WHAT YOU ARE ASKED TO DO: Your answer must restate the listing below word for word and contain no images.

RECORDS SUPPLIED:

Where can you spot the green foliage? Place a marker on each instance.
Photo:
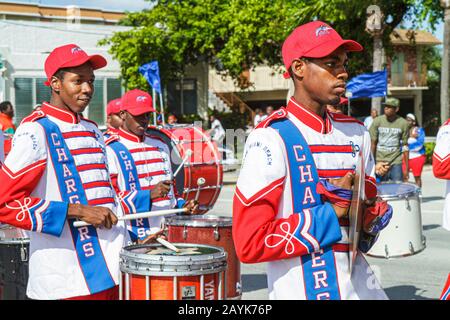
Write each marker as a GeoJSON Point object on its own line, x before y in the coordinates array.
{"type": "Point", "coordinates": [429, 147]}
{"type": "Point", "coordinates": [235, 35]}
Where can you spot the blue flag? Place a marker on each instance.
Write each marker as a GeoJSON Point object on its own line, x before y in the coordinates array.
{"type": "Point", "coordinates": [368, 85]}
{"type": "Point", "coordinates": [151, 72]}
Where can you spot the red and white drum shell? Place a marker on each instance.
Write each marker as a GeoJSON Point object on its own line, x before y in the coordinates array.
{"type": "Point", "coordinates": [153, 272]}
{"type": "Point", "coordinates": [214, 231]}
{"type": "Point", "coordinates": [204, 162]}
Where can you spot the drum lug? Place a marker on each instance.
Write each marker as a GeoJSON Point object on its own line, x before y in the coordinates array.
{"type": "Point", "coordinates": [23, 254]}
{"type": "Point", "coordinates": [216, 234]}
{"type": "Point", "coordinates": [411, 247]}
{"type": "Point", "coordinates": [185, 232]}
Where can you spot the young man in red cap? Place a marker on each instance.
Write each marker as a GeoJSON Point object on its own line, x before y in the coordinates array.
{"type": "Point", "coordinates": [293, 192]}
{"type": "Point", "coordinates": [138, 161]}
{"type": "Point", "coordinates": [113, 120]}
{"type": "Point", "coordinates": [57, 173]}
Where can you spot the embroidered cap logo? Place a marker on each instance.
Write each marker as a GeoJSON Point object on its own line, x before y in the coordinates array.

EXERCISE OUTPUT:
Where can you spot the green foliage? Place a marker on each instance.
Photo:
Write each marker as a GeoJSON Point object on its own line, x before y in the coordinates array.
{"type": "Point", "coordinates": [429, 147]}
{"type": "Point", "coordinates": [235, 35]}
Where can you spot the blue flag? Place a marker on each instance.
Write each marker as a GeoJSON Point object on its own line, x before y in the coordinates array.
{"type": "Point", "coordinates": [368, 85]}
{"type": "Point", "coordinates": [151, 72]}
Where can you spot the red and white drum shell? Place a marker on each instance.
Write each marker as a GeoJSON Point object on its own line, x before y in the coordinates array.
{"type": "Point", "coordinates": [153, 272]}
{"type": "Point", "coordinates": [214, 231]}
{"type": "Point", "coordinates": [204, 162]}
Where can you spot the drum lug? Place a marker on each instance.
Write each marker as a GeoJSON Point object on its own line, x before y in the coordinates array.
{"type": "Point", "coordinates": [23, 254]}
{"type": "Point", "coordinates": [216, 234]}
{"type": "Point", "coordinates": [411, 247]}
{"type": "Point", "coordinates": [185, 232]}
Where can you spot the young man in red cap? Place a marker on each instance.
Write each marker as a GeoJSON Point object on its own line, x before y in the coordinates array.
{"type": "Point", "coordinates": [293, 192]}
{"type": "Point", "coordinates": [138, 161]}
{"type": "Point", "coordinates": [113, 120]}
{"type": "Point", "coordinates": [57, 173]}
Where can you spot the embroidered cap logo? Place a marker on each instance.
Write each marker as a GeoJSON Point object on its own line, x before y in the coordinates array.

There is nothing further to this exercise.